— begin Data for processing —

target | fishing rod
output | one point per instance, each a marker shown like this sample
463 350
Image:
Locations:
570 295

— end Data for processing —
— begin Data for processing —

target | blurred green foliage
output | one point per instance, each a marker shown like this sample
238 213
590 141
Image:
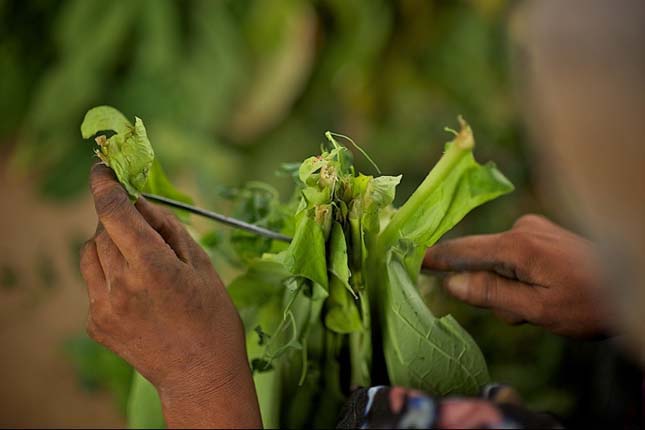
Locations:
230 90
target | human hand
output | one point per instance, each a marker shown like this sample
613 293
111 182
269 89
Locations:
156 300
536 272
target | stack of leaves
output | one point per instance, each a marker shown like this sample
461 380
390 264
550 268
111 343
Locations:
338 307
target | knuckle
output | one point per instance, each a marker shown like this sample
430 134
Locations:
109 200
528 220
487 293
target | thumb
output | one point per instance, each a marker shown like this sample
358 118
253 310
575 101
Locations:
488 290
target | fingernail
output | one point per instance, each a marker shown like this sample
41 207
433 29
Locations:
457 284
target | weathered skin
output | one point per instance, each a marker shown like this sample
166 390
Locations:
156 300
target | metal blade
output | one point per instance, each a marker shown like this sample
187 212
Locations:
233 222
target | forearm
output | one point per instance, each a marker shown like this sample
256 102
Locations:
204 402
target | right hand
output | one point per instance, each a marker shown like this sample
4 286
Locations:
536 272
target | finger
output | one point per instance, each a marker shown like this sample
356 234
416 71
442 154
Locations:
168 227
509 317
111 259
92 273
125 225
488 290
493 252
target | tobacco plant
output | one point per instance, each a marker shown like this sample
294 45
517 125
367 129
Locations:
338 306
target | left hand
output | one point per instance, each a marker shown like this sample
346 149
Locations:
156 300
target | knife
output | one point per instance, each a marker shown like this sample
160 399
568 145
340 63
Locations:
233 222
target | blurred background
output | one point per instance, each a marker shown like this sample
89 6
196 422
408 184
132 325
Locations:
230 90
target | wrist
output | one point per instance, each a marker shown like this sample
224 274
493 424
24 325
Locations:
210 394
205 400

— end Data for processing —
— begin Data for processing —

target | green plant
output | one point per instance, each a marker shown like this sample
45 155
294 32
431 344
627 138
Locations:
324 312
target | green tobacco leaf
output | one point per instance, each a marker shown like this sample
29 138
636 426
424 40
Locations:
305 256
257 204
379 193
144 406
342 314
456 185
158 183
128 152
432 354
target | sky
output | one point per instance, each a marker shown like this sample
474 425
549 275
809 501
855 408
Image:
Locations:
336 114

— end Data for processing —

■ **Requirements**: Pull out every line of the data above that contains the word "tobacco".

■ **Task output**:
target | tobacco plant
target | green tobacco leaf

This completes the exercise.